◆ **Page excerpt**
Cairo and the Western Desert
Cairo
We took a lovely bus ride - complete with the Arab world version of Bollywood films, the Koran on tape, people sitting in aisles, confused tourists, and smirking locals -from our paradise of Dahab to the crowded and filthy streets of Cairo.
After three days of relaxing, clean air, and breezy days; it was a tad disconcerting to be in this huge metropolis. Luckily we had our trusty "Let's Go" guide book (the only problem is it's 5 years old so the information, especially prices, is a little off) and were able to get a cab to a hotel that we had previously picked out. This way we avoided many of the touts (people that get paid on commission to lure you to a particular hotel or store).
We crashed at the Sun Hotel, which is appears to cater more to live-in Arabs than to tourists, but the place is clean, the staff are nice, and there's even a handy dandy travel agent built in. We got hit up within an hour of entering and after much debating, haggling, and quadruple checking we agreed on an itinerary for our time in Egypt. It seems ironic that in the one country where we buy a guide book with the intention of doing everything on our own, four days in and we've got the trip planned through someone else. The nicer thing though is that we made it so we have a day or two in every city that is just for us, so that we can check out the museums and markets that the tour doesn't cover.

◆ **Work instructions**
- A) Answer these questions from the Cairo travel account:
(i) From which place did the bus ride to Cairo leave?
(ii) How old was the "Let's Go" guide book?
(iii) At which hotel did the travelers stay?
- B) Reproduce word for word the passage of the Cairo travel account from "Cairo and the" to "streets of Cairo.".
The listing that comes after this point is separate material, unrelated to the Cairo travel account.

◆ **Material provided**
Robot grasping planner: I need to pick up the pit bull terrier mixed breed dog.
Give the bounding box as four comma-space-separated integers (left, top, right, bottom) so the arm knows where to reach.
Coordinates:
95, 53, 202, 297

◆ **Results by task**
- A)
(i) Dahab
(ii) 5 years old
(iii) The Sun Hotel

- B)
Cairo and the Western Desert
Cairo
We took a lovely bus ride - complete with the Arab world version of Bollywood films, the Koran on tape, people sitting in aisles, confused tourists, and smirking locals -from our paradise of Dahab to the crowded and filthy streets of Cairo.